Breve esercizio 1
Elenca tutti i riferimenti a sentenze e ad articoli del codice civile presenti nell'articolo sulle massime della Cassazione.
Breve esercizio 2
Rispondi a queste domande sull'articolo sulle massime della Cassazione:
(a) Per la costituzione di quale servitù l'art. 1062 c.c. richiede l'effettiva situazione di asservimento di un fondo all'altro?
(b) Chi aveva assunto la polizza cauzionale?
(c) Come era definito formalmente il contratto?
Breve esercizio 3
Prosegui, per favore, l'articolo sulle massime della Cassazione a partire dal punto in cui si interrompe.

Articolo
%%
Cass. civ. n. 28379/2022
Il presupposto della effettiva situazione di asservimento di un fondo all'altro, richiesto dall'art. 1062 c.c. per la costituzione della servitù per destinazione del padre di famiglia, deve essere accertato attraverso la ricostruzione dello stato dei luoghi esistente nel momento in cui, per effetto della divisione del fondo in comproprietà, le due porzioni del fondo hanno cessato di appartenere ai comproprietari nel loro insieme.
Cass. civ. n. 32786/2022
A norma dell'art. 1362 c.c., il dato testuale del contratto, pur importante, non può essere ritenuto decisivo ai fini della ricostruzione della volontà delle parti, giacché il significato delle dichiarazioni negoziali può ritenersi acquisito solo al termine del processo interpretativo, che non può arrestarsi al tenore letterale delle parole, ma deve considerare tutti gli ulteriori elementi, testuali ed extratestuali, indicati dal legislatore, anche quando le espressioni appaiano di per sé chiare, atteso che un'espressione "prima facie" chiara può non risultare più tale se collegata ad altre espressioni contenute nella stessa dichiarazione o posta in relazione al comportamento complessivo delle parti; ne consegue che l'interpretazione del contratto, da un punto di vista logico, è un percorso circolare che impone all'interprete, dopo aver compiuto l'esegesi del testo, di ricostruire in base ad essa l'intenzione delle parti e quindi di verificare se quest'ultima sia coerente con le restanti disposizioni del contratto e con la condotta delle parti medesime. (In applicazione del suddetto principio, la S.C. ha ritenuto corretta la qualificazione, alla stregua di contratto autonomo di garanzia, della polizza cauzionale assunta da una banca a garanzia dell'esecuzione delle opere di urbanizzazione da parte di una società espressamente qualificata come concessionaria di un pubblico servizio, valorizzando l'elemento della natura infungibile della prestazione principale, ad onta della definizione formale del contratto stesso come fideiussione).
%%
Dati forniti
%%
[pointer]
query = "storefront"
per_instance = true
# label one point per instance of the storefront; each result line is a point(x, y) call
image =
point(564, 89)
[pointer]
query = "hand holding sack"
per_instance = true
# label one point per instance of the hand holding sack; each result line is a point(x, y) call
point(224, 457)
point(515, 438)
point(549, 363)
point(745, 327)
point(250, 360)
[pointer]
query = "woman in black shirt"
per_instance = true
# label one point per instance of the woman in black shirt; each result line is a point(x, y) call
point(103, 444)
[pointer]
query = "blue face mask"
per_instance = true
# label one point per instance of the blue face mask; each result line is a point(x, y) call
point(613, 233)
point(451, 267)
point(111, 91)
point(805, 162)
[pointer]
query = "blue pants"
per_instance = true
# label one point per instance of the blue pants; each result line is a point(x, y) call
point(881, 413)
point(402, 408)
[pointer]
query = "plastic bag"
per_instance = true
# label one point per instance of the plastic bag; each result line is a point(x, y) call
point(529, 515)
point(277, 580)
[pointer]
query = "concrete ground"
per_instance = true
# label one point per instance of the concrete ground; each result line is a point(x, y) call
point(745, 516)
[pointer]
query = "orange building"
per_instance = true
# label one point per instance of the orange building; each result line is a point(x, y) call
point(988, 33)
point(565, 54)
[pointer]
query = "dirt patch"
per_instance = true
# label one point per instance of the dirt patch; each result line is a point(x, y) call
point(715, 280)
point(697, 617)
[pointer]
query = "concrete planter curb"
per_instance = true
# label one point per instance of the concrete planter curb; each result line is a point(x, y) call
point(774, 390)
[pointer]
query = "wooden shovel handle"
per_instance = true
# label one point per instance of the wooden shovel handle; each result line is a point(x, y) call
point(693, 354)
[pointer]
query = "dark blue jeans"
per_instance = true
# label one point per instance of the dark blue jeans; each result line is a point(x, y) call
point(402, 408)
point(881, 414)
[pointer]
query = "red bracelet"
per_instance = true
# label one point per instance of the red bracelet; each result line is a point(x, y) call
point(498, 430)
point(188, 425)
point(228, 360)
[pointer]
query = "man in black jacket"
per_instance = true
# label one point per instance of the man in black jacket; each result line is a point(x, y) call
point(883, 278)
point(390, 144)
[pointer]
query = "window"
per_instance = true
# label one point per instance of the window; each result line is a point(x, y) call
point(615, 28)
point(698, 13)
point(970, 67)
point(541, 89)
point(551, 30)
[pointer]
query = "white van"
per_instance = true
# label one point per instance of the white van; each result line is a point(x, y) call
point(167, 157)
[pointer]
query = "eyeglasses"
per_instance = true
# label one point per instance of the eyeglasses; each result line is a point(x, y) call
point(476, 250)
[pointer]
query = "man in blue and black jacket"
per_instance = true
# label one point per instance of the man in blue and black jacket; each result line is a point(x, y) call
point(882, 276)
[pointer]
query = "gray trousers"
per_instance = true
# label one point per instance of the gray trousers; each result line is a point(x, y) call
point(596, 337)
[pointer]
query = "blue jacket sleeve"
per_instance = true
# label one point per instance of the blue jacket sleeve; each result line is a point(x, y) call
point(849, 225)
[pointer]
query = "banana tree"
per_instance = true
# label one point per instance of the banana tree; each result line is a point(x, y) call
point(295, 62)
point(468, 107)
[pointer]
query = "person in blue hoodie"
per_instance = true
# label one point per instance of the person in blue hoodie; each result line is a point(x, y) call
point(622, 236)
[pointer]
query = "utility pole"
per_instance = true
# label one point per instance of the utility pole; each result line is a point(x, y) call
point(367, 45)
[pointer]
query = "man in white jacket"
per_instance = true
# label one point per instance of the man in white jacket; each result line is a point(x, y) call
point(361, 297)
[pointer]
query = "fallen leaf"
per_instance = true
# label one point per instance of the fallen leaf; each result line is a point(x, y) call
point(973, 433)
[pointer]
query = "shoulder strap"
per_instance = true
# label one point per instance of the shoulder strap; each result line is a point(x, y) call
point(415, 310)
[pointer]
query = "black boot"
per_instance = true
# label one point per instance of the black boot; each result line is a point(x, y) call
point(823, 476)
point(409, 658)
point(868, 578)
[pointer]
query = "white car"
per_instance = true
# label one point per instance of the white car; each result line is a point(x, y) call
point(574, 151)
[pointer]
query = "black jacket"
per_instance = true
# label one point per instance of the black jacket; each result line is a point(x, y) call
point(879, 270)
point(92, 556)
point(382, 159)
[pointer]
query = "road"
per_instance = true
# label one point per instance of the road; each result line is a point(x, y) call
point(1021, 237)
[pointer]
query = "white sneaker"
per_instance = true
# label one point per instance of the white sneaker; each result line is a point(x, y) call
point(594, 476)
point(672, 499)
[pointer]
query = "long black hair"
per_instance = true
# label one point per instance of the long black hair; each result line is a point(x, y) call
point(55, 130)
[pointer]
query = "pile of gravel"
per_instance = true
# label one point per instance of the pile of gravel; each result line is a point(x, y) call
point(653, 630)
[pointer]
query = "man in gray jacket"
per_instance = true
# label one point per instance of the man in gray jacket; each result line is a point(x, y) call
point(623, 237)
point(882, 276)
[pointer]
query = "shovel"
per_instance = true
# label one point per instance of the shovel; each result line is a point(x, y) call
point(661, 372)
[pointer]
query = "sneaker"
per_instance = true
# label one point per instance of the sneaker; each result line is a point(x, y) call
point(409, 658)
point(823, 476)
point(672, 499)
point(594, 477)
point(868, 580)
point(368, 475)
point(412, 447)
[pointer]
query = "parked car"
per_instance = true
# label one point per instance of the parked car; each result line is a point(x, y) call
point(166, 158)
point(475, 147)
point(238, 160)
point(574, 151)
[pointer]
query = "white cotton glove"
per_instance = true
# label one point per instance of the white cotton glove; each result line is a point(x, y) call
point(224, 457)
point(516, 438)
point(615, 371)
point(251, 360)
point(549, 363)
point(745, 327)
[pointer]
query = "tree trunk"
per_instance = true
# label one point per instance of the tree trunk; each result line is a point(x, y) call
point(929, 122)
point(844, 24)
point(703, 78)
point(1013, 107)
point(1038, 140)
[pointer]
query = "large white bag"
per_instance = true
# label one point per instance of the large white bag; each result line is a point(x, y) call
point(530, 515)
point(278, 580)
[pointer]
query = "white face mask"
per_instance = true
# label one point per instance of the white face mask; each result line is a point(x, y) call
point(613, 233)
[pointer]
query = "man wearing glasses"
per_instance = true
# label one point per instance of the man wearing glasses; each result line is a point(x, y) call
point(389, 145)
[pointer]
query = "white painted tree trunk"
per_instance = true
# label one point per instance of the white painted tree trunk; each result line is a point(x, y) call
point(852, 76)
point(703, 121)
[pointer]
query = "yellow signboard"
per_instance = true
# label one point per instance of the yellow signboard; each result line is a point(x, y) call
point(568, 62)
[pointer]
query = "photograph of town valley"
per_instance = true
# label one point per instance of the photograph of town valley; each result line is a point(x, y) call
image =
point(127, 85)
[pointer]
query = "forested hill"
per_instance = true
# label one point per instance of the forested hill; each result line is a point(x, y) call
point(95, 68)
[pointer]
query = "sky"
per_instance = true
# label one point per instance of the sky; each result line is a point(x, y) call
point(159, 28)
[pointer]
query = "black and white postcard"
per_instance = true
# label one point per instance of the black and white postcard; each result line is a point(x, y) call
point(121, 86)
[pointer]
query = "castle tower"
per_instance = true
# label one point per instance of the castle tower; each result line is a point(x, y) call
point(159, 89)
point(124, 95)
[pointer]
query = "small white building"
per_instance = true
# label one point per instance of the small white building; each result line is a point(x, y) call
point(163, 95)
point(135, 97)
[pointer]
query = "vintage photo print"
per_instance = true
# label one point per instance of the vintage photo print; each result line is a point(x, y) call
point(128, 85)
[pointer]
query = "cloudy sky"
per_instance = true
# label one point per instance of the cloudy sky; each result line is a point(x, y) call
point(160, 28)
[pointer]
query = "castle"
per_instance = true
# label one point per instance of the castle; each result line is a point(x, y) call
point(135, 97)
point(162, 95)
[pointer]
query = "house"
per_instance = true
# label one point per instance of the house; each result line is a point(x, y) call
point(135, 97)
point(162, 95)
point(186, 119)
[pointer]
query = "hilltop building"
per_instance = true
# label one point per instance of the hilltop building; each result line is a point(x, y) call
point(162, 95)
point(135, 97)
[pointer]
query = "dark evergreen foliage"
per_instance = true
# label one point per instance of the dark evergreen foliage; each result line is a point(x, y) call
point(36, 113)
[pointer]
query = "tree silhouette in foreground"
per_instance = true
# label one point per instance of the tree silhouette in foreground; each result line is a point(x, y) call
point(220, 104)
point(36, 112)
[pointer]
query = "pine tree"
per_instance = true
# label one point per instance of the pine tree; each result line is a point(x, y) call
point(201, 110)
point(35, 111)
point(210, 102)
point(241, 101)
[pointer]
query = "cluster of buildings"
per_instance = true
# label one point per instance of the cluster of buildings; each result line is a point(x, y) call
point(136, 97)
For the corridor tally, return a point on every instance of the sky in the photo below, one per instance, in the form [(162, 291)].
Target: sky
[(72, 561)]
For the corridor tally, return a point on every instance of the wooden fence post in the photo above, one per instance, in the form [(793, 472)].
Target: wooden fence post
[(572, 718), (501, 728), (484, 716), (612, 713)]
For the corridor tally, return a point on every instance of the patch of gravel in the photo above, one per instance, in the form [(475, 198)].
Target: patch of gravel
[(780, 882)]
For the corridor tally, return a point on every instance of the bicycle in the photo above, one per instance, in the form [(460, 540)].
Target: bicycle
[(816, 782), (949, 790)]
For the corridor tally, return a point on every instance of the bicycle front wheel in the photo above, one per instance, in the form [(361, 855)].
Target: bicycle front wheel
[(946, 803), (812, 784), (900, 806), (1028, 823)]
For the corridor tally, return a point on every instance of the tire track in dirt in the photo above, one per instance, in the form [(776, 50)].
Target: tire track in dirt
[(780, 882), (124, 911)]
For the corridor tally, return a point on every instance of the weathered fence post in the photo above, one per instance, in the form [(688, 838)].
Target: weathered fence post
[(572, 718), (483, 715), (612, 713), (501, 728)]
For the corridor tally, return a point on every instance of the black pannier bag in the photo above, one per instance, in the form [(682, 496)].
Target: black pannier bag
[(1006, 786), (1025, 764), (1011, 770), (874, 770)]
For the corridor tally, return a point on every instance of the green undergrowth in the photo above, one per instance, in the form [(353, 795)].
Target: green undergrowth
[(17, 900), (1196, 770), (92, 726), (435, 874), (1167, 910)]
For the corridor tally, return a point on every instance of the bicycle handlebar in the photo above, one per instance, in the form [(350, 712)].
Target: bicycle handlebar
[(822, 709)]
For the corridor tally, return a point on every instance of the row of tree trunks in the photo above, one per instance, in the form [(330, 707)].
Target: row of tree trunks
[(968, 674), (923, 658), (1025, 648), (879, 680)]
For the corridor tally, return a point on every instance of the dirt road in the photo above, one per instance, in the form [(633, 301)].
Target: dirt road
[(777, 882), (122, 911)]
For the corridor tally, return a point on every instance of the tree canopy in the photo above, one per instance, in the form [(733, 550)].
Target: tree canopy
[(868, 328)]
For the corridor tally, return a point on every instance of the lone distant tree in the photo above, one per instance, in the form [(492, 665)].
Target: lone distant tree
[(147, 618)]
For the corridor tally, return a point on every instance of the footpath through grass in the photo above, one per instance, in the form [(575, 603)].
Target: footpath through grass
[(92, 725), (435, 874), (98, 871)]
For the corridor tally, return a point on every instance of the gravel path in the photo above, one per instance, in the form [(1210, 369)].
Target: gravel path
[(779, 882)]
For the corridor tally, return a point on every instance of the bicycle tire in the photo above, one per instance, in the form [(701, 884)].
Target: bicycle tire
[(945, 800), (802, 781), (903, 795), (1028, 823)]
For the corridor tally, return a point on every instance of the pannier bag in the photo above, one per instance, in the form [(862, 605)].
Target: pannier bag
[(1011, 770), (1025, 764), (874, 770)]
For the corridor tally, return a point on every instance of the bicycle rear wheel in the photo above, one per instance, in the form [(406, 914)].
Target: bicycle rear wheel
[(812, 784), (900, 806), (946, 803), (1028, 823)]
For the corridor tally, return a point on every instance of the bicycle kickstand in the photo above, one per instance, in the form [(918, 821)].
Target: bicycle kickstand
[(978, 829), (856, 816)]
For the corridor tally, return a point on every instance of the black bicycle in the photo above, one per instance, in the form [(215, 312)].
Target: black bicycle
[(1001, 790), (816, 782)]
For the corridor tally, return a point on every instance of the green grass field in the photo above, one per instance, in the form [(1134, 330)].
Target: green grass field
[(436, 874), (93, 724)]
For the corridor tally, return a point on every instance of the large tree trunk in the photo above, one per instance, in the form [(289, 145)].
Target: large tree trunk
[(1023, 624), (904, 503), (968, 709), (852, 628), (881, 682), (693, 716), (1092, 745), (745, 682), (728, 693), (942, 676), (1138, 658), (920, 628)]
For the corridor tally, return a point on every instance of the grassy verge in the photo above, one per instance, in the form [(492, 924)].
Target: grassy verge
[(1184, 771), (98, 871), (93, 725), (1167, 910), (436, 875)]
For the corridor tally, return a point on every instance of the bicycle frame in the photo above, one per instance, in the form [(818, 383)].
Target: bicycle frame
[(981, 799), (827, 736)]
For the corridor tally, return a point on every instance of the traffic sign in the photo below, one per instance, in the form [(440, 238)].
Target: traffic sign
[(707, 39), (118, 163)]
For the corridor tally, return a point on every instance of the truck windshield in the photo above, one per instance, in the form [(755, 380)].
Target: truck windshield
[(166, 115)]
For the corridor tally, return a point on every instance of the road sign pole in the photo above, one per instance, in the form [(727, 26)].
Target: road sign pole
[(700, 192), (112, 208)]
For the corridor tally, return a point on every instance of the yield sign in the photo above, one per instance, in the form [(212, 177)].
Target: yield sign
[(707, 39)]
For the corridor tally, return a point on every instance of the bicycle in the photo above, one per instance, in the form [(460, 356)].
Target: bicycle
%%
Risultato finale 1
Cass. civ. n. 28379/2022
art. 1062 c.c.
Cass. civ. n. 32786/2022
art. 1362 c.c.

Risultato finale 2
(a) La servitù per destinazione del padre di famiglia.
(b) Una banca.
(c) Come fideiussione.

Risultato finale 3
Cass. civ. n. 30141/2022
In tema di interpretazione della contrattazione collettiva trovano applicazione i criteri ermeneutici dettati dagli artt. 1362 e ss. c.c., sicché, seguendo un percorso circolare, occorrerà tener conto, in modo equiordinato, di tutti i canoni previsti dal legislatore, sia di quelli tradizionalmente definiti soggettivi che di quelli oggettivi, confrontando il significato desumibile dall'utilizzo del criterio letterale con quello promanante dall'intero atto negoziale e dal comportamento complessivo delle parti, coordinando tra loro le singole clausole alla ricerca di un significato coerente con tutte le regole interpretative innanzi dette.
Cass. civ. n. 25826/2022
In tema di interpretazione dei provvedimenti giurisdizionali si deve fare applicazione, in via analogica, dei canoni ermeneutici di cui agli artt. 12 e seguenti delle preleggi, in ragione dell'assimilabilità di tali provvedimenti, per natura ed effetti, agli atti normativi, mentre nell'interpretazione degli atti processuali delle parti occorre fare riferimento ai criteri di ermeneutica di cui all'art. 1362 c.c. che valorizzano l'intenzione delle parti e che, pur essendo dettati in materia di contratti, hanno portata generale. (Nella specie, la S.C. ha confermato la sentenza impugnata che aveva accolto l'eccezione di prescrizione del diritto al risarcimento del danno da emotrasfusione espressa negli atti processuali del Ministero della Salute, così interpretando la volontà del convenuto di voler profittare dell'effetto estintivo).
Cass. civ. n. 18283/2022
In tema di interpretazione del contratto, per l'identificazione della comune intenzione delle parti, ai sensi dell'art. 1362, comma 2, c.c. (che fa riferimento al comportamento dei contraenti), non si può tener conto del comportamento dei soggetti che quel contratto non hanno posto in essere (nella specie, un comune rispetto alla polizza fideiussoria conclusa da una società costruttrice a garanzia dell'esecuzione delle opere di urbanizzazione assunte nell'ambito di una convenzione urbanistica), non potendo essi avere alcun rapporto né con l'interno volere dei contraenti, né con i precetti e i comandi nei quali si è oggettivizzata la loro volontà.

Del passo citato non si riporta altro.